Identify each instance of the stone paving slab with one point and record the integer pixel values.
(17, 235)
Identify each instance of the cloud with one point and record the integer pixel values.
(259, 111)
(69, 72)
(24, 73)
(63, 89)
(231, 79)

Task requirements -
Reproduce all the records above with every "instance" swapped for "occurrence", leaving everything else unchanged.

Full output -
Identify each occurrence of the stone paving slab with one point and record the integer pixel values.
(17, 235)
Identify each occurrence of the cloud with one point and record the integer pixel values.
(259, 111)
(69, 72)
(24, 73)
(63, 89)
(231, 79)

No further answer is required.